A block of data:

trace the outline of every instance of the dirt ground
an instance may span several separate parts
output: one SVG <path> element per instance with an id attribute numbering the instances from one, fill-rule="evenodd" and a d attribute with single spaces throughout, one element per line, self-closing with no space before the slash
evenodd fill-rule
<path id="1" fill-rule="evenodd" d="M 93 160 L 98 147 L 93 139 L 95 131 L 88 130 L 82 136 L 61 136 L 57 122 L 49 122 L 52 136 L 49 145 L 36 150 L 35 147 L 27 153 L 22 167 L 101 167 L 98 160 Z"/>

*INSTRUCTION*.
Echo the material above line for line, changing nothing.

*THE RESPONSE*.
trace the outline of every instance of the dirt ground
an instance may span several separate parts
output: one SVG <path> element per instance with an id attribute numbering the instances from one, fill-rule="evenodd" and a d attribute with single spaces throughout, one element per line, self-closing with no space before the slash
evenodd fill-rule
<path id="1" fill-rule="evenodd" d="M 93 160 L 98 147 L 93 139 L 95 131 L 88 130 L 82 136 L 61 136 L 57 122 L 49 122 L 52 136 L 49 145 L 36 150 L 35 147 L 27 153 L 22 167 L 101 167 L 98 160 Z"/>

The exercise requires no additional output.